* WORK ITEM: A single stretch of the material below is to be transcribed exactly, starting at the line with "target: condor's raised" and ending after the line with "[(57, 38), (4, 56), (48, 80)]".

☆ ☆ ☆ ☆ ☆

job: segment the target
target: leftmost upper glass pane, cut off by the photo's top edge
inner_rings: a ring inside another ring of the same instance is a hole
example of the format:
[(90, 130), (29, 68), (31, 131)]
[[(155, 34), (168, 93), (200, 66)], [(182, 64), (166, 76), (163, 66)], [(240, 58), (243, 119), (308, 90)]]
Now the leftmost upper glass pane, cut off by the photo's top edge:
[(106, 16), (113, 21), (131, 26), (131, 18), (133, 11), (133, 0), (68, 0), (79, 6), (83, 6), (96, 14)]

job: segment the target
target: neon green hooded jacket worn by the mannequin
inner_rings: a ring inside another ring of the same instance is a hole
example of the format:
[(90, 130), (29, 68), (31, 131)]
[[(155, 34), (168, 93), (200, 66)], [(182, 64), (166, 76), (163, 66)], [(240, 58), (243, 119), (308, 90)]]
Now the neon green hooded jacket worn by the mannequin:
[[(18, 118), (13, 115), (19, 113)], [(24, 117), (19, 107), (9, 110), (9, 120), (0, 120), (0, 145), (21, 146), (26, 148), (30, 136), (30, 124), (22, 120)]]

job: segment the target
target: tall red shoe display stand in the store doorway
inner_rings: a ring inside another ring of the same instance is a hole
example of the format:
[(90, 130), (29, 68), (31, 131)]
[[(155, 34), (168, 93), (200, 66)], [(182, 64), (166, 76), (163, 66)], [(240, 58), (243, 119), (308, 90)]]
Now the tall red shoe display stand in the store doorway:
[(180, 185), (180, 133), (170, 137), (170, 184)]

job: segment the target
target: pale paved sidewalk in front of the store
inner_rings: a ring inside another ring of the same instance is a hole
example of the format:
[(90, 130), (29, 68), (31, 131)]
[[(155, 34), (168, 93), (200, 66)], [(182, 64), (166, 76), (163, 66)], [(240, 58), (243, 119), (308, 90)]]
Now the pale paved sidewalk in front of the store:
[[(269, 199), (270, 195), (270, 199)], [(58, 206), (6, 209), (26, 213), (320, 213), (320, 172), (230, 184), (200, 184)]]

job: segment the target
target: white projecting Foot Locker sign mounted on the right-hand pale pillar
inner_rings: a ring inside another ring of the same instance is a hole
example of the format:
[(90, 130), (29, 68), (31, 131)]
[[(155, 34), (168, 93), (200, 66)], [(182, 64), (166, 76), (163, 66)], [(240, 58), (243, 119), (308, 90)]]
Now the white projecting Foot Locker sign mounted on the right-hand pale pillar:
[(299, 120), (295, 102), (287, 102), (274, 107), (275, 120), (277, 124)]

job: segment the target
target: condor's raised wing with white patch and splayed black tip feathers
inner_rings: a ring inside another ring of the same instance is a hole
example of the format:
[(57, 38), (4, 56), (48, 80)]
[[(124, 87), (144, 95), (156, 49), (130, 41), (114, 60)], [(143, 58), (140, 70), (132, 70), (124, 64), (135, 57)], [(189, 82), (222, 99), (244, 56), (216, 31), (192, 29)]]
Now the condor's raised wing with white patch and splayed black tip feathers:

☆ ☆ ☆ ☆ ☆

* EXERCISE RESULT:
target: condor's raised wing with white patch and splayed black tip feathers
inner_rings: a ring inside another ring of the same instance is a hole
example of the format:
[(57, 38), (4, 56), (48, 80)]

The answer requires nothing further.